◆ **YOUR OBJECTIVE**: Every line from the one containing "Target: stone fireplace" to the end of the records below, written out word for word, is the whole answer.

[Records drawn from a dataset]
▼▼▼

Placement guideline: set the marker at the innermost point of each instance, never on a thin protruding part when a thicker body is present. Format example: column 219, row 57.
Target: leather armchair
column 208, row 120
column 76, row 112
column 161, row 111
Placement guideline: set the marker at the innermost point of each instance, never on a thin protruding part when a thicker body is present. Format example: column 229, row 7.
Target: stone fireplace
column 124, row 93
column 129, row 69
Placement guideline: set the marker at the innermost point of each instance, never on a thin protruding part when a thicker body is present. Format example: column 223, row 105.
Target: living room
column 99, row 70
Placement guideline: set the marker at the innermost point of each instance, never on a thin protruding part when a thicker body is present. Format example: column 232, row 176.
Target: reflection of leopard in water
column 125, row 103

▲▲▲

◆ **ANSWER SECTION**:
Target: stone fireplace
column 124, row 93
column 129, row 69
Placement guideline: set the marker at the innermost point of each instance, never on a thin protruding part when a thicker body is present. Format example: column 223, row 105.
Target: living room
column 99, row 70
Placement guideline: set the marker at the innermost point of each instance, never on a thin protruding part when a thicker body is present. Format example: column 232, row 176.
Target: reflection of leopard in water
column 125, row 103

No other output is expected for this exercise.